* [CONJUNTO DE TAREFAS]
**A)** Diga se cada frase abaixo combina com o trecho sobre o hélio 4, respondendo sim ou não e citando as palavras do trecho que decidem: (i) Ao baixar a temperatura, o movimento ficou mais difícil. (ii) Para de Koning, num material real sem impurezas não há obstáculos ao movimento de uma discordância. (iii) O cálculo de de Koning e Vitiello mostrou que a resistência às deformações é desprezível.
**B)** No trecho sobre o hélio 4, o que Vitiello sabe fazer?

=== TRECHO ESCOLHIDO ===

Quando o material é tensionado,
a discordância se desloca e quanto mais ela caminha mais facilmente
o material se deforma. Como ao baixar a temperatura o movimento
ficou mais difícil, propuseram que as discordâncias que seriam
aprisionadas pelas impurezas disseminadas pelo retículo estariam
perdendo sua mobilidade e dificultariam o movimento de todo
o sistema. Utilizavam uma explicação sobejamente adotada no
estudo dos metais. Esse mesmo modelo, aplicado ao He 4, constituiu
a explicação oferecida pelo grupo.
Maurice de Koning, que acumula
experiências recentes na área, achou essa explicação incompleta
porque, diz ele, mesmo em um material real desprovido de impurezas
e, portanto sem pontos que dificultem o movimento, existem
obstáculos ao movimento de uma discordância. E justifica:
“As discordâncias se situam no cristal como se estivessem
na parte mais baixa de telhas com ondulações, formadas pelos
planos cristalinos. A superação destas verdadeiras barreiras
dificultam a movimentação da discordância. Eles ignoraram
esse fato. Por que no He 4 não haveria essa calha? Achei muito
estranho, mesmo porque em outros materiais que conheço a resistência
imposta por essas ondulações é muito alta.”
Como de Koning conhece os
métodos que permitem calcular a resistência contra o movimento
das discordâncias e Vitiello sabe como modelar quanticamente
as interações do He 4, juntaram esses conhecimentos para calcular
a resistência que o material impõe às deformações e verificaram
que ela não é nada desprezível. Concluíram então que a explicação
que fora dada é ao menos incompleta.

=== DADOS GUARDADOS ===

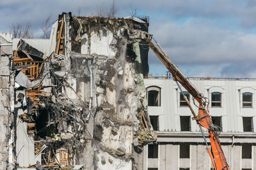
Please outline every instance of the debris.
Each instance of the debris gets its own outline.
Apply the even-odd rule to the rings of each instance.
[[[28,77],[22,73],[22,72],[19,73],[15,76],[15,81],[20,85],[29,89],[31,85],[31,82],[29,80]]]

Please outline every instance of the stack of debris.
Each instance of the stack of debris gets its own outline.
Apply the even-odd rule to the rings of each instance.
[[[12,59],[19,167],[141,168],[136,157],[156,140],[141,59],[147,51],[139,43],[148,24],[63,13],[49,56],[19,41]]]

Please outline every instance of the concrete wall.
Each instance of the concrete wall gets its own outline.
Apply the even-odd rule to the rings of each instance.
[[[0,33],[0,169],[5,169],[9,159],[9,123],[10,116],[10,71],[9,57],[12,55],[10,33]],[[12,157],[11,157],[12,159]]]
[[[253,127],[255,127],[256,80],[216,80],[212,78],[191,80],[191,81],[199,92],[209,99],[210,114],[214,117],[221,117],[223,132],[220,139],[231,169],[256,169],[255,146],[253,145],[256,143],[255,128],[253,132],[244,132],[243,125],[243,117],[252,117]],[[188,107],[179,106],[180,90],[175,82],[172,80],[145,79],[145,83],[146,87],[159,87],[161,94],[161,106],[148,106],[150,115],[159,116],[157,142],[159,154],[158,158],[154,159],[154,161],[148,159],[148,162],[151,163],[147,163],[144,169],[148,167],[157,167],[158,169],[179,169],[180,167],[210,169],[211,160],[196,122],[191,120],[190,132],[180,131],[180,116],[192,117],[192,114]],[[186,91],[184,88],[182,90]],[[221,93],[220,108],[211,107],[211,94],[213,92]],[[252,108],[242,106],[242,94],[244,92],[253,94]],[[197,108],[193,104],[191,96],[190,101],[196,112]],[[207,137],[207,132],[206,129],[204,131]],[[233,139],[232,136],[234,138]],[[189,159],[179,158],[179,144],[184,142],[190,143]],[[208,139],[207,142],[209,142]],[[242,159],[243,143],[252,145],[252,159]]]

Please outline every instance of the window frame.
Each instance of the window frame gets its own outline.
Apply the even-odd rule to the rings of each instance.
[[[183,94],[186,96],[187,96],[186,94],[188,94],[188,97],[187,96],[187,98],[188,98],[188,102],[190,103],[190,94],[189,94],[189,92],[184,91],[184,92],[183,92]],[[180,106],[180,107],[188,107],[188,105],[186,103],[185,99],[184,99],[184,101],[181,100],[181,96],[182,96],[183,99],[184,99],[184,96],[183,96],[182,92],[180,92],[180,97],[180,97],[180,99],[179,99],[179,106]],[[186,105],[181,105],[180,104],[181,103],[186,103]]]
[[[220,94],[220,101],[212,101],[212,94]],[[220,103],[220,106],[212,106],[212,103]],[[222,93],[220,92],[213,92],[211,93],[211,106],[212,108],[222,108]]]
[[[182,131],[182,125],[184,125],[184,124],[181,123],[181,119],[182,117],[188,117],[189,118],[189,131]],[[191,132],[191,118],[190,116],[182,116],[180,115],[180,132]]]
[[[250,94],[251,95],[251,101],[244,101],[244,94]],[[244,106],[244,103],[251,103],[251,106]],[[242,107],[244,108],[253,108],[253,93],[251,92],[243,92],[242,94]]]
[[[149,106],[148,104],[148,92],[150,91],[157,91],[157,106]],[[148,101],[148,106],[150,107],[159,107],[161,106],[161,88],[158,86],[150,86],[146,88],[147,100]]]

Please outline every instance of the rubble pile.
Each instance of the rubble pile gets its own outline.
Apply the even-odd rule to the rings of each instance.
[[[141,62],[147,27],[147,19],[63,13],[47,52],[19,41],[10,66],[13,167],[140,168],[143,146],[156,141]]]

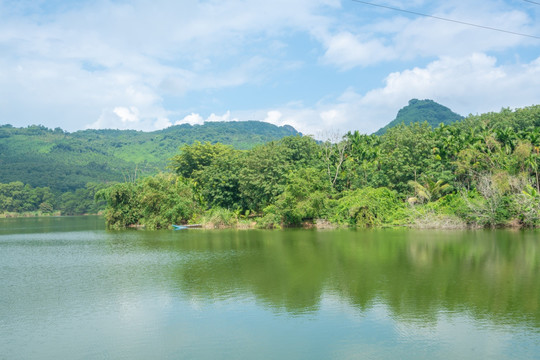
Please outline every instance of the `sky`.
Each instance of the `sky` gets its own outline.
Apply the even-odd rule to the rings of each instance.
[[[0,124],[372,133],[540,104],[540,0],[0,0]],[[424,17],[432,15],[531,35]]]

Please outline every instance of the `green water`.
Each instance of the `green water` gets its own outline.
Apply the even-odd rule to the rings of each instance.
[[[537,231],[0,220],[0,359],[540,358]]]

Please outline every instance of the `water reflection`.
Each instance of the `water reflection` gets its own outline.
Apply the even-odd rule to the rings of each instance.
[[[536,232],[153,234],[143,235],[145,247],[189,254],[164,275],[199,301],[254,296],[278,312],[304,314],[333,294],[361,311],[385,304],[401,320],[434,323],[443,311],[540,325]]]

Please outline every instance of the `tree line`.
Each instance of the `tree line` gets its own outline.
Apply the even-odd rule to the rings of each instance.
[[[97,214],[104,210],[105,201],[96,201],[95,195],[108,186],[88,183],[84,188],[60,193],[21,181],[0,183],[0,216]]]
[[[184,145],[170,172],[98,192],[110,227],[203,222],[535,227],[540,106],[399,125],[318,142],[290,136],[251,150]]]

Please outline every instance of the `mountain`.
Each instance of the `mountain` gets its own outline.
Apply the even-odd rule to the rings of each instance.
[[[409,105],[398,111],[396,118],[392,122],[380,128],[375,132],[375,135],[383,135],[386,130],[401,123],[408,125],[414,122],[426,121],[431,127],[437,127],[441,123],[450,124],[462,119],[463,116],[433,100],[412,99],[409,101]]]
[[[177,125],[154,132],[82,130],[73,133],[32,125],[0,126],[0,183],[73,191],[89,182],[124,181],[164,170],[183,144],[223,143],[237,149],[285,136],[293,127],[260,121]]]

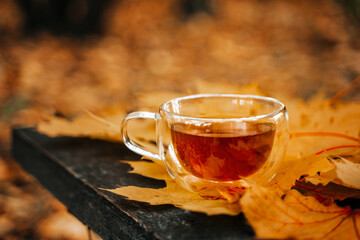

===

* [RESPOSTAS A SEGUIR]
**A)**
(i) Sim: "ao baixar a temperatura o movimento ficou mais difícil"
(ii) Não: "mesmo em um material real desprovido de impurezas e, portanto sem pontos que dificultem o movimento, existem obstáculos ao movimento de uma discordância"
(iii) Não: "verificaram que ela não é nada desprezível"

**B)** Modelar quanticamente as interações do He 4.